- [WHAT TO PRODUCE]:
A verbatim copy of the data is wanted, minus any picture in it.

Collection entries
Segment Open
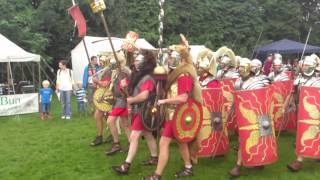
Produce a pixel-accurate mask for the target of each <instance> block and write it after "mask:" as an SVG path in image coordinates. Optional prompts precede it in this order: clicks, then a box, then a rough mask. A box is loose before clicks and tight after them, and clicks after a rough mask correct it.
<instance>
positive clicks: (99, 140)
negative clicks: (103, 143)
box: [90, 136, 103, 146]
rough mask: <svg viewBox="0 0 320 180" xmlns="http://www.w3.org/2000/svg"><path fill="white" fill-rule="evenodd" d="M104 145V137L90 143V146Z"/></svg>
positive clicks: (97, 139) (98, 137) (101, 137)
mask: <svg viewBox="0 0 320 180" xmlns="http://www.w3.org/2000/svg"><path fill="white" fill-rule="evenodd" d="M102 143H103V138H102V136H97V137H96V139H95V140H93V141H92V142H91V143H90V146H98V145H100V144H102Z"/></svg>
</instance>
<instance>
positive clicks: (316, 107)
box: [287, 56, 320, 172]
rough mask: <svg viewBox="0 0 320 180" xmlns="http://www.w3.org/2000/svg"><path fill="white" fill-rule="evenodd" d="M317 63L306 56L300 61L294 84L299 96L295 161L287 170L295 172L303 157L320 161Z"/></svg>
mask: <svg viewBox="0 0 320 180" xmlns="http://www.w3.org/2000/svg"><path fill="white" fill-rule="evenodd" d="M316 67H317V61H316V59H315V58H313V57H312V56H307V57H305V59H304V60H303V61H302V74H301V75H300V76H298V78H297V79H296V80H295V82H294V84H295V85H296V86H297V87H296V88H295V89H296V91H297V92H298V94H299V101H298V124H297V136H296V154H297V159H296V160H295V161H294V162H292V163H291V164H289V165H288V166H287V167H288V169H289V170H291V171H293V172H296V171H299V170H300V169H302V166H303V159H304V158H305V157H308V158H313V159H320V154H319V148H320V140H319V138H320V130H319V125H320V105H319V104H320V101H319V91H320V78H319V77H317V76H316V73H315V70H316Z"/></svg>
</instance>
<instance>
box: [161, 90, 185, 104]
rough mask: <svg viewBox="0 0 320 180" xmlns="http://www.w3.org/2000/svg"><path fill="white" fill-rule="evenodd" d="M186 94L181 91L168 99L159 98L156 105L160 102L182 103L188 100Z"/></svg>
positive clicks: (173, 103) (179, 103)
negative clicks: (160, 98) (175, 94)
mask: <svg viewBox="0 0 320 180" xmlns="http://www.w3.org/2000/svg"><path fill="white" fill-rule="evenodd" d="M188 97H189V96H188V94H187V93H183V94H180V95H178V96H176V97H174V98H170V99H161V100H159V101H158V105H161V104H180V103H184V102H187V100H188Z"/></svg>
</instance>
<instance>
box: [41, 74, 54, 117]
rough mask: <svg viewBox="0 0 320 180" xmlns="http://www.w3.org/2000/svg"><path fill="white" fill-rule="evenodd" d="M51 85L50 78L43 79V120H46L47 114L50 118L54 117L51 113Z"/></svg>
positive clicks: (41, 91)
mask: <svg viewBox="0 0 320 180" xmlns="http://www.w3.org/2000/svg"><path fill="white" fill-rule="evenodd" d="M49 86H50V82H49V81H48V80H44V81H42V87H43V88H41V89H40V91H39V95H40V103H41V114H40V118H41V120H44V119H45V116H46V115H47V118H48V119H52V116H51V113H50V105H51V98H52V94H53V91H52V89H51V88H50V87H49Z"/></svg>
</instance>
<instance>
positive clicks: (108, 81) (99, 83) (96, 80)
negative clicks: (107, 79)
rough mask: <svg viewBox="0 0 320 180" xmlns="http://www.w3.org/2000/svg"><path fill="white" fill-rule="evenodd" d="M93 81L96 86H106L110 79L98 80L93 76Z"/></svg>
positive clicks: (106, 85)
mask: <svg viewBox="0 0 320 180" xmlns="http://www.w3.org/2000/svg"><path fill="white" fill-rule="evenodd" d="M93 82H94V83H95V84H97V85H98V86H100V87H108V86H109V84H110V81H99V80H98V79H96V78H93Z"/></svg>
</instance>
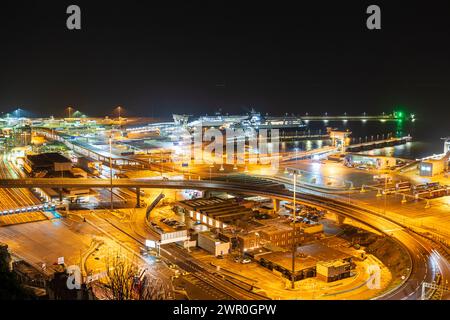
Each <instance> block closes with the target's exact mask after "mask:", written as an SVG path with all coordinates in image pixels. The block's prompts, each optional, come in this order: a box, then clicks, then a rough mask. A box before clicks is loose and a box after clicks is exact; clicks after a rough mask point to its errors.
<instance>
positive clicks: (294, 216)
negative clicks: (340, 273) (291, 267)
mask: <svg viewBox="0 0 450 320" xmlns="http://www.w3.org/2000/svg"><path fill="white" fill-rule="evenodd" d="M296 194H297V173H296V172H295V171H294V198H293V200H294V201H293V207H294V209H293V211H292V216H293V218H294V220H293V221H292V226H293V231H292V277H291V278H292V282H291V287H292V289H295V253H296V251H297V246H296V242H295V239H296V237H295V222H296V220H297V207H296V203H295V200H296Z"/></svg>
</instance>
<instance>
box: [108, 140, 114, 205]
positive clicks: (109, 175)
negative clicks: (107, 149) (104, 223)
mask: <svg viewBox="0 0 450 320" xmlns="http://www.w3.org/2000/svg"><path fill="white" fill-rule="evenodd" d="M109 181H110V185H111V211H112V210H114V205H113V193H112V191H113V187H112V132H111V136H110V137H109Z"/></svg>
Segment Closed
- [TASK RESULT]:
Produce a pixel-accurate mask for the target of each <instance> block and write it after "mask:" as an SVG path in image coordinates. Optional prompts precede it in this order: clicks, then a box, then a rough mask. A box is loose before clicks and tight after them, and clicks after a rough mask correct it.
<instance>
positive clicks: (99, 140)
negative clicks: (103, 143)
box: [90, 136, 103, 146]
rough mask: <svg viewBox="0 0 320 180" xmlns="http://www.w3.org/2000/svg"><path fill="white" fill-rule="evenodd" d="M104 145V137L90 143V146Z"/></svg>
positive clicks: (97, 139) (98, 137) (101, 137)
mask: <svg viewBox="0 0 320 180" xmlns="http://www.w3.org/2000/svg"><path fill="white" fill-rule="evenodd" d="M102 143H103V138H102V136H97V137H96V139H95V140H93V141H92V142H91V143H90V146H98V145H100V144H102Z"/></svg>
</instance>
<instance>
positive clicks: (316, 107)
box: [287, 56, 320, 172]
rough mask: <svg viewBox="0 0 320 180" xmlns="http://www.w3.org/2000/svg"><path fill="white" fill-rule="evenodd" d="M317 63L306 56L300 61L294 84L299 96L295 161L287 170L295 172L303 157L320 161Z"/></svg>
mask: <svg viewBox="0 0 320 180" xmlns="http://www.w3.org/2000/svg"><path fill="white" fill-rule="evenodd" d="M316 67H317V61H316V59H315V58H313V57H312V56H307V57H305V59H304V60H303V61H302V74H301V75H300V76H298V78H297V79H296V80H295V82H294V84H295V85H296V86H297V87H296V88H295V89H296V91H297V92H298V94H299V101H298V124H297V136H296V154H297V159H296V160H295V161H294V162H292V163H291V164H289V165H288V166H287V167H288V169H289V170H291V171H293V172H296V171H299V170H300V169H302V166H303V159H304V158H305V157H308V158H313V159H320V154H319V148H320V140H319V138H320V130H319V125H320V105H319V104H320V101H319V91H320V78H319V77H317V76H316V73H315V70H316Z"/></svg>
</instance>
<instance>
box: [161, 90, 185, 104]
rough mask: <svg viewBox="0 0 320 180" xmlns="http://www.w3.org/2000/svg"><path fill="white" fill-rule="evenodd" d="M186 94L181 91L168 99L159 98L156 105L160 102L182 103L188 100Z"/></svg>
positive clicks: (173, 103) (179, 103)
negative clicks: (160, 98) (175, 94)
mask: <svg viewBox="0 0 320 180" xmlns="http://www.w3.org/2000/svg"><path fill="white" fill-rule="evenodd" d="M188 97H189V96H188V94H187V93H183V94H180V95H178V96H176V97H174V98H170V99H161V100H159V101H158V105H161V104H180V103H184V102H187V100H188Z"/></svg>
</instance>
<instance>
box: [41, 74, 54, 117]
rough mask: <svg viewBox="0 0 320 180" xmlns="http://www.w3.org/2000/svg"><path fill="white" fill-rule="evenodd" d="M51 85L50 78L43 79V120H46L47 114L50 118L54 117L51 113Z"/></svg>
positive clicks: (41, 91)
mask: <svg viewBox="0 0 320 180" xmlns="http://www.w3.org/2000/svg"><path fill="white" fill-rule="evenodd" d="M49 86H50V82H49V81H48V80H44V81H42V87H43V88H41V89H40V91H39V95H40V103H41V114H40V118H41V120H44V119H45V116H46V115H47V118H48V119H52V116H51V113H50V105H51V98H52V94H53V91H52V89H51V88H50V87H49Z"/></svg>
</instance>
<instance>
positive clicks: (108, 81) (99, 83) (96, 80)
negative clicks: (107, 79)
rough mask: <svg viewBox="0 0 320 180" xmlns="http://www.w3.org/2000/svg"><path fill="white" fill-rule="evenodd" d="M93 81L96 86H106L110 79L98 80L93 76Z"/></svg>
positive clicks: (106, 85)
mask: <svg viewBox="0 0 320 180" xmlns="http://www.w3.org/2000/svg"><path fill="white" fill-rule="evenodd" d="M93 82H94V83H95V84H97V85H98V86H100V87H108V86H109V84H110V81H99V80H98V79H96V78H93Z"/></svg>
</instance>
Each <instance> block closes with the target's exact mask after "mask:", written as an SVG path with all coordinates in image pixels. The block's prompts, each optional, come in this order: a box, then clicks, then a rough mask. A box before clicks is loose and a box after clicks is exact; clicks after a rough mask point to its errors.
<instance>
positive clicks: (294, 216)
negative clicks: (340, 273) (291, 267)
mask: <svg viewBox="0 0 450 320" xmlns="http://www.w3.org/2000/svg"><path fill="white" fill-rule="evenodd" d="M296 194H297V173H296V172H295V171H294V198H293V200H294V201H293V207H294V209H293V211H292V216H293V218H294V220H293V221H292V226H293V231H292V277H291V278H292V282H291V287H292V289H295V253H296V251H297V246H296V242H295V239H296V237H295V222H296V220H297V207H296V203H295V200H296Z"/></svg>
</instance>
<instance>
box: [108, 140, 114, 205]
positive clicks: (109, 175)
negative clicks: (107, 149) (104, 223)
mask: <svg viewBox="0 0 450 320" xmlns="http://www.w3.org/2000/svg"><path fill="white" fill-rule="evenodd" d="M109 181H110V185H111V211H112V210H114V205H113V193H112V191H113V187H112V132H111V136H110V137H109Z"/></svg>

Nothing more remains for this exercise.